*Passage fourni*
________________________________________
Un style tout en salissures, la “gerbe d’or” d’un mec qui pourrit tout ce qu’il touche, ou bien qui le sublime. Un déversoir de haine et de passion, une philosophie de la négation et du renversement. Sa plume, c’est du Bloy digeste. Contrairement à Bloy, on n'est pas obligé de sortir le dico toutes les deux secondes. Si je n’avais à juger que le style, ce serait un 11/10. C’est le livre que vous allez régulièrement sortir de vos étagères, juste pour relire des passages. À voix haute bien sûr. Moi j’y ai sans cesse picoré des citations que je lançais à ma copine pour voir son visage se décomposer. Ce livre serait un bug dans le logiciel interne des littérateurs littérarisants. Ça leur tomberait des mains, ils ne sauraient pas quoi faire de cette poésie qui tâche. Preuve que le style est grand : c’est qu’on essaie aussitôt de le reproduire.
MAIS (car il y a un mais) je ne sais pas quoi faire de certains discours. Et donc au-delà du style-Nabe, il nous faut aborder le discours-Nabe.
Pas que je sois choqué. Rien ne me choque. C'est plus une question de discordance. Parfois j'ai trouvé le discours brillant, d’autres fois surfait. Ce qu’il dit des jazzmen est passionnant. Ses mots sur le fascisme et la littérature de droite ? Intéressants. Ses propos sur les femmes ? Immensément dégueulasses, et donc immensément drôles. Sa vision de l’art, ses paragraphes passionnés envers ses idoles ? Probablement là où il brille le plus. Il faut l’écouter parler de Céline, il en parle mieux que tout le monde. En revanche quand il sort des choses comme « ma littérature assassine six millions d’individus » ou « les nègres sont la race supérieure » je ne crois plus en lui, je n’y vois que des formules creuses pour choquer sur les plateaux télé.
Alors oui, on se marre pas mal. Ça tacle non stop. Mais si on fait la somme de toutes les saloperies déversées par Nabe, on arrive à un résultat assez aberrant qui signifie soit qu’il est vraiment un mec moralement impossible, soit qu’il surjoue, qu’il aime faire déborder sa coupe pleine de poison pour toucher des victimes collatérales.
________________________________________
*Consigne*
Recopiez mot pour mot la critique sur Nabe, en commençant à "Pas que je sois" et en terminant à "les plateaux télé.". Le matériel qui suit provient d'une autre source.

Entrées sur la localisation d'objets nommés:
________________________________________
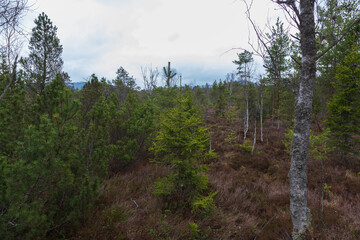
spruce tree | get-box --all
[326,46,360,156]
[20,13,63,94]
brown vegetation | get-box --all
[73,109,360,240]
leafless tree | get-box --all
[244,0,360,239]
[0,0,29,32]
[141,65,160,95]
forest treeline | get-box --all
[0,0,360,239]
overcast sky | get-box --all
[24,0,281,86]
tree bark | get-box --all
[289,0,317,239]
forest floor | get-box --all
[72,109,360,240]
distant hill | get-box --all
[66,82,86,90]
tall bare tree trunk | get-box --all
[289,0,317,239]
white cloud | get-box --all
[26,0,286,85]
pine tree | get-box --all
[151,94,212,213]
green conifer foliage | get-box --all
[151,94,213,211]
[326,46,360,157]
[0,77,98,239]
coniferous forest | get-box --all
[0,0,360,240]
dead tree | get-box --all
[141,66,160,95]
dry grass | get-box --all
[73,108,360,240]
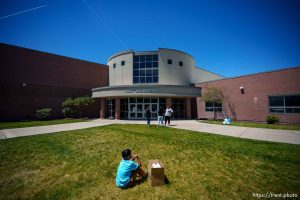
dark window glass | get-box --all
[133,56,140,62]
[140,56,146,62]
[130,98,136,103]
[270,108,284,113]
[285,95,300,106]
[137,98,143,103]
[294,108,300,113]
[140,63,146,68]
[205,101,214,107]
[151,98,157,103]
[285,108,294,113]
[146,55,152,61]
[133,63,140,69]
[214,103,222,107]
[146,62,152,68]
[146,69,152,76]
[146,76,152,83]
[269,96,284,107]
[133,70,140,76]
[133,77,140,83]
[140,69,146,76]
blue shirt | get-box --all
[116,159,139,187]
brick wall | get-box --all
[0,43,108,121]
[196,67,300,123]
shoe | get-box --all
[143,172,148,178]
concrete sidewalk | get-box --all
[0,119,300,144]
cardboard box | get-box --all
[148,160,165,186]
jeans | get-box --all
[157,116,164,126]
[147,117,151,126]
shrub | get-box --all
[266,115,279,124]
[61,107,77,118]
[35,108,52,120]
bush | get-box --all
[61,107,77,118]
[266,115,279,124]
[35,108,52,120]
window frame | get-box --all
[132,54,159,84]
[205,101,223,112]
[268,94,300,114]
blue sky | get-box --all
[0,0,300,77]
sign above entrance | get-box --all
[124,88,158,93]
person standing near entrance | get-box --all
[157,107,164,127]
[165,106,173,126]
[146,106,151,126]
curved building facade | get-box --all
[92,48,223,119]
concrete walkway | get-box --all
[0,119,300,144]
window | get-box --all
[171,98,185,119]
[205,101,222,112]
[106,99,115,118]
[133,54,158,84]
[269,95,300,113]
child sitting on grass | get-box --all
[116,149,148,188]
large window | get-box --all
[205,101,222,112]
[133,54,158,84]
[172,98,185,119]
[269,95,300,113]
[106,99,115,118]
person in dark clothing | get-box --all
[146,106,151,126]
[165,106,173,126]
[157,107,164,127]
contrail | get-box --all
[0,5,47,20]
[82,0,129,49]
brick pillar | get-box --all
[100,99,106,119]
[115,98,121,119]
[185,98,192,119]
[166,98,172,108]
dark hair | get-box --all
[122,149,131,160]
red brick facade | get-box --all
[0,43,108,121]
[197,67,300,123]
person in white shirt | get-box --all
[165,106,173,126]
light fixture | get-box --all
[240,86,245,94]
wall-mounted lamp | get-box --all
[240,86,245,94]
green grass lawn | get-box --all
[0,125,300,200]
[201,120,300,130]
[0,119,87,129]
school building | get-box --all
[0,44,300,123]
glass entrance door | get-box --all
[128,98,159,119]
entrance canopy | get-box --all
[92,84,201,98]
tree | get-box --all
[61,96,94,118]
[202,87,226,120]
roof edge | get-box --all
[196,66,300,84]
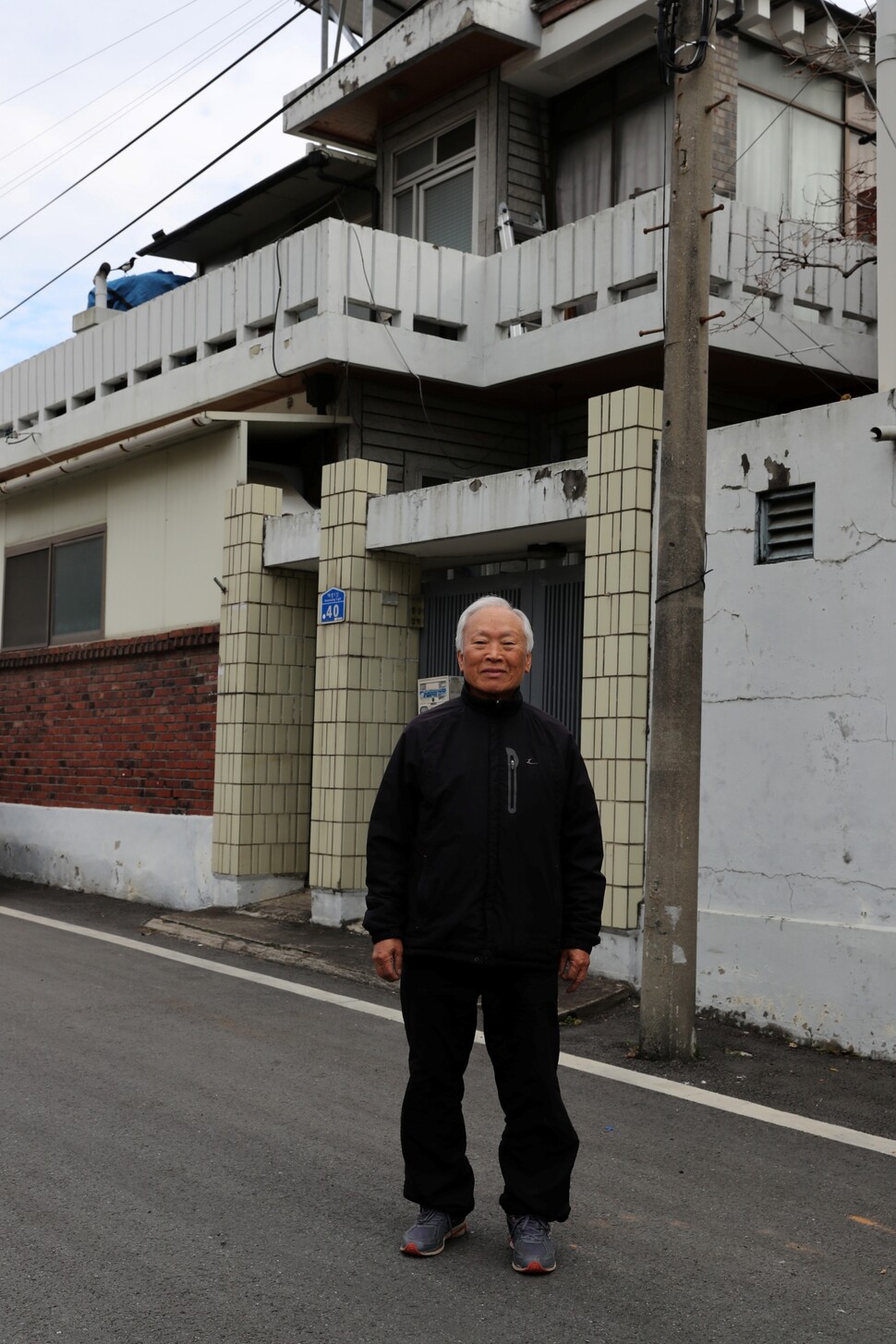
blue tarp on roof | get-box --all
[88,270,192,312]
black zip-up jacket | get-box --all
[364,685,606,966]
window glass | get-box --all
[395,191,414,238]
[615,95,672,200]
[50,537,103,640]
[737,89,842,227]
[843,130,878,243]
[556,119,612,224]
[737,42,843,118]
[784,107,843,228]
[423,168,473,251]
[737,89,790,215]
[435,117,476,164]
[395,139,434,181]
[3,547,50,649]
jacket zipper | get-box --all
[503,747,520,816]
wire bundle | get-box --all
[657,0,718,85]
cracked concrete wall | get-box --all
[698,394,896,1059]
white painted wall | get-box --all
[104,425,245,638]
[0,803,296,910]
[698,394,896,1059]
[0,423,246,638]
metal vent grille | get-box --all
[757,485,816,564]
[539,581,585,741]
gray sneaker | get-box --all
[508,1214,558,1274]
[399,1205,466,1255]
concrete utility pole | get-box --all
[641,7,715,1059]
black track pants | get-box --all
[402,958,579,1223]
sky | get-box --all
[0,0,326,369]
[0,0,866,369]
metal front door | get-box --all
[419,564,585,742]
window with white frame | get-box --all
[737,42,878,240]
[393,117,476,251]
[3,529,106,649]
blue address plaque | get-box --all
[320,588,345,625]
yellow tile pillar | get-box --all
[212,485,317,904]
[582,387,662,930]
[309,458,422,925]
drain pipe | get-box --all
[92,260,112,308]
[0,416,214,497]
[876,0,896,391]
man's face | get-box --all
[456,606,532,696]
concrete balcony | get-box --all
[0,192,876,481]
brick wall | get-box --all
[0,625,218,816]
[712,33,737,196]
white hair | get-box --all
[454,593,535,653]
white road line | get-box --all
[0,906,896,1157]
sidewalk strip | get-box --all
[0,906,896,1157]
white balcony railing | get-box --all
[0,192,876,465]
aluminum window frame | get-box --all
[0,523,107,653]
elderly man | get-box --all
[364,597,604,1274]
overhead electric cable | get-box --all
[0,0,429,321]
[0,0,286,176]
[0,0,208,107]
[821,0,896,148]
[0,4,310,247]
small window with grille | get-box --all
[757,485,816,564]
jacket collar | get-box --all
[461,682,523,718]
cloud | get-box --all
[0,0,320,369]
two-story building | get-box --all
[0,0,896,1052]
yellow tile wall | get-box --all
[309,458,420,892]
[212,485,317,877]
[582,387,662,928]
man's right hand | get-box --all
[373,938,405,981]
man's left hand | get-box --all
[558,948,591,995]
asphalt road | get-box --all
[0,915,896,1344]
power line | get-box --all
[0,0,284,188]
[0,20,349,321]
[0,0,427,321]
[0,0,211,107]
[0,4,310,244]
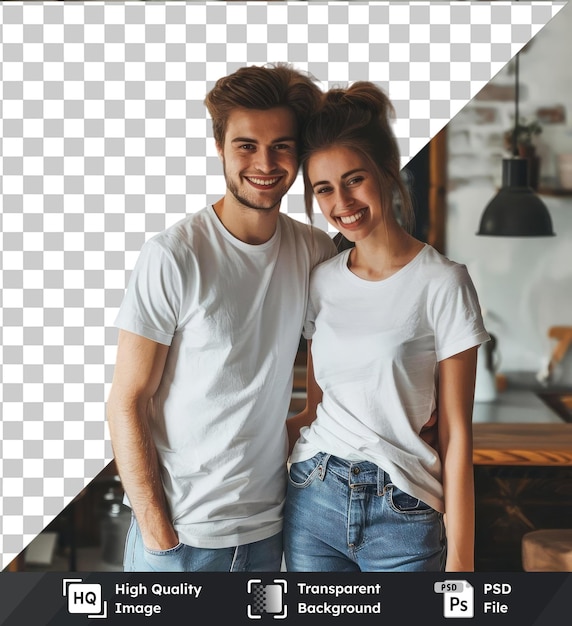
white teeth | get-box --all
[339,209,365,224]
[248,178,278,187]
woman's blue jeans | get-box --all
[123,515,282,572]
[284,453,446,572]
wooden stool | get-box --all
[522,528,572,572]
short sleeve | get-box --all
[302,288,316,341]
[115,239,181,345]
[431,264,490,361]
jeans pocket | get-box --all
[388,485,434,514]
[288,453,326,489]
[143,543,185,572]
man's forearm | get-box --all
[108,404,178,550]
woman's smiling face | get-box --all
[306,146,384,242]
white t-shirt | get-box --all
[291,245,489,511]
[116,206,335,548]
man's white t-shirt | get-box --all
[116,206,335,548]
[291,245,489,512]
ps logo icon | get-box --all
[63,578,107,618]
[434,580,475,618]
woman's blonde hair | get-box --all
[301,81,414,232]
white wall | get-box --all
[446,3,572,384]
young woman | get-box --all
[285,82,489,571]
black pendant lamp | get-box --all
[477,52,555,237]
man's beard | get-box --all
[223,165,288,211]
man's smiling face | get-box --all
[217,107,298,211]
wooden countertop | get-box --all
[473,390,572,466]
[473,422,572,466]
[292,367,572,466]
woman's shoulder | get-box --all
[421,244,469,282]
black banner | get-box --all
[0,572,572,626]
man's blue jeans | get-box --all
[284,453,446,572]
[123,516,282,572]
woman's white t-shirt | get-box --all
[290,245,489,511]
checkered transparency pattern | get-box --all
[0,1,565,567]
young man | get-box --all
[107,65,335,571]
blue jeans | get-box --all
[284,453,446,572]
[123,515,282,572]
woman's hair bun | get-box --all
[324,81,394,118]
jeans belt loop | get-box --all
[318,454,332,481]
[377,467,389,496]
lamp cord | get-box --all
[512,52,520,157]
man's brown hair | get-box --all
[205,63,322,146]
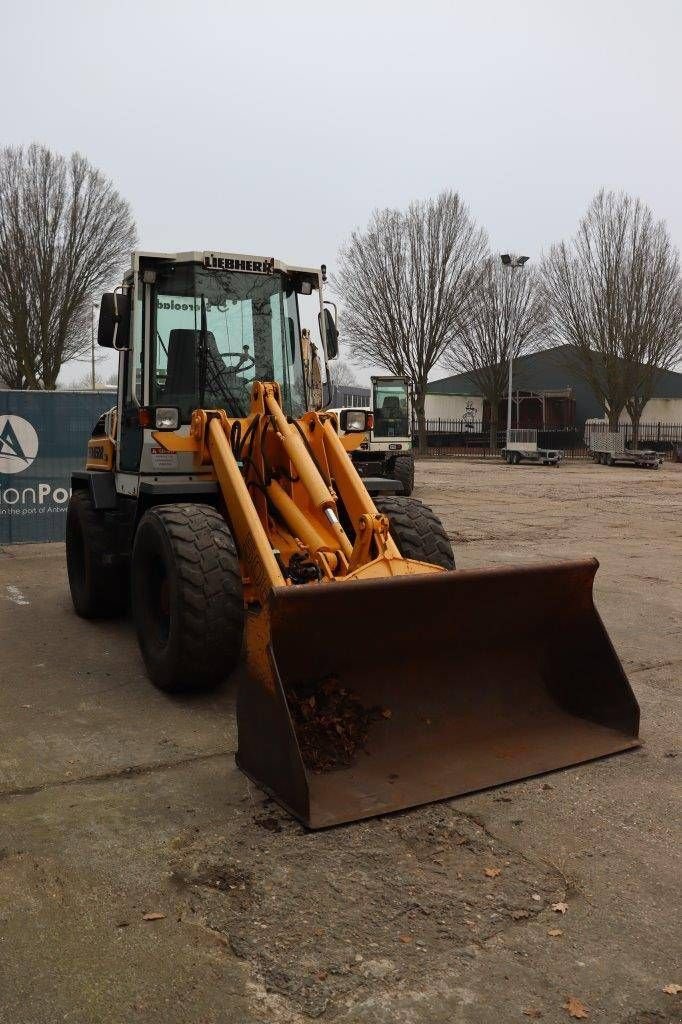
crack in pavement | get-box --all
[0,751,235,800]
________________________________________
*Réponse complète*
Pas que je sois choqué. Rien ne me choque. C'est plus une question de discordance. Parfois j'ai trouvé le discours brillant, d’autres fois surfait. Ce qu’il dit des jazzmen est passionnant. Ses mots sur le fascisme et la littérature de droite ? Intéressants. Ses propos sur les femmes ? Immensément dégueulasses, et donc immensément drôles. Sa vision de l’art, ses paragraphes passionnés envers ses idoles ? Probablement là où il brille le plus. Il faut l’écouter parler de Céline, il en parle mieux que tout le monde. En revanche quand il sort des choses comme « ma littérature assassine six millions d’individus » ou « les nègres sont la race supérieure » je ne crois plus en lui, je n’y vois que des formules creuses pour choquer sur les plateaux télé.